# Light Curtain for Process



## MikeFL (Apr 16, 2016)

Can't Omron answer those questions?

Something that comes to mind is UFO catcher software and a camera. Not sure though of the geometry of your target area. Those light beams may be better.


----------



## splatz (May 23, 2015)

MikeFL said:


> Can't Omron answer those questions?


I haven't called Omron in a while but it's pretty hard to get to an engineer, the people answering the phones are just reading the spec sheet aloud to you. 



> Something that comes to mind is UFO catcher software and a camera. Not sure though of the geometry of your target area. Those light beams may be better.


That is a good idea but I have used this kind of video analytics with surveillance systems and they are slow and not very precise / reliable. 

Something like a radar gun that just alerts if it detects an object travelling at a speed over 5mph would probably work...


----------



## CoolWill (Jan 5, 2019)

What is the project? I can't find anything less than 15 ms response time. To move a tennis ball width in 1 ms is about 170 miles per hour, by my calculation... Are you sure your object is moving that fast?


----------



## 99cents (Aug 20, 2012)

CoolWill said:


> What is the project? I can't find anything less than 15 ms response time. To move a tennis ball width in 1 ms is about 170 miles per hour, by my calculation... Are you sure your object is moving that fast?


Milos Raonic can’t even hit one that hard.


----------



## Cow (Jan 16, 2008)

What's the project?!?!?!


We all want to know!!!


Are you trying to initiate a counter or audio device every time someone hits a tennis ball in the right spot???


This is making me think of electrical projects for my daughters softball team that I help coach....


----------



## frenchelectrican (Mar 15, 2007)

How fast the item are you talking about and what it is watching on what ??

### Listed entries

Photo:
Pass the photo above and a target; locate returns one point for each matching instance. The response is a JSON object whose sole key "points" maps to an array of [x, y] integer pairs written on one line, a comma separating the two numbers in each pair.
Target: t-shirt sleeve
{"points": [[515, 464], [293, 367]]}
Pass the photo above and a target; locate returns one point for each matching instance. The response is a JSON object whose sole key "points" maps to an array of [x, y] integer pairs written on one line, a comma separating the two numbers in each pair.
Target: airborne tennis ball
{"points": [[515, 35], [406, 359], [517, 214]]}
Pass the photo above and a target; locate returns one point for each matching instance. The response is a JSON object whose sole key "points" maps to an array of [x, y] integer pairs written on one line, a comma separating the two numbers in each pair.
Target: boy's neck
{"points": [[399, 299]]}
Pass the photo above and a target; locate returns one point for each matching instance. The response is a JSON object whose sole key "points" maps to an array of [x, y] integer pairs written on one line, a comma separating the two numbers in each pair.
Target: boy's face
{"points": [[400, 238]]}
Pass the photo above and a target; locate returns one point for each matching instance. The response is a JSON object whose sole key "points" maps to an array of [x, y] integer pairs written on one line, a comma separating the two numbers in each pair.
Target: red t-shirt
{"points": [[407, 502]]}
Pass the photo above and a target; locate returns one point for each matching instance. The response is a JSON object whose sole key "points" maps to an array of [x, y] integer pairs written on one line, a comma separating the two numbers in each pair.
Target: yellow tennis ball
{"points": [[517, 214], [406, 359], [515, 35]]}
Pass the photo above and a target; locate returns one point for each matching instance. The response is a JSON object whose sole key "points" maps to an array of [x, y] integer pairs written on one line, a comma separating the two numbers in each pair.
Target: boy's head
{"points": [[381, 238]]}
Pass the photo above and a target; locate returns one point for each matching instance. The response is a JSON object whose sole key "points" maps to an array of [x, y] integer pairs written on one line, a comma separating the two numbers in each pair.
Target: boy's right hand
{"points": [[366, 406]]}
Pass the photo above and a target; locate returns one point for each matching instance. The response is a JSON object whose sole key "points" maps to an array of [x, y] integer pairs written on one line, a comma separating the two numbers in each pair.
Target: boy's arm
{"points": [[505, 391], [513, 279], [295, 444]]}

### Your tasks
[A] Please return the part of the light curtain thread between "## CoolWill (Jan" and "(Aug 20, 2012)", inclusive.
[B] In the light curtain thread, rewrite the paragraph beginning "What is the project? I can't find anything" as a short bulleted list that keeps its main facts.
None of the data is needed for this work.

### Answers for the tasks
[A]
## CoolWill (Jan 5, 2019)

What is the project? I can't find anything less than 15 ms response time. To move a tennis ball width in 1 ms is about 170 miles per hour, by my calculation... Are you sure your object is moving that fast?


----------



## 99cents (Aug 20, 2012)

[B]
- Asks what the project is.
- Found nothing with a response time under 15 ms.
- Calculates that moving a tennis ball's width in 1 ms means about 170 miles per hour.
- Asks whether the object really moves that fast.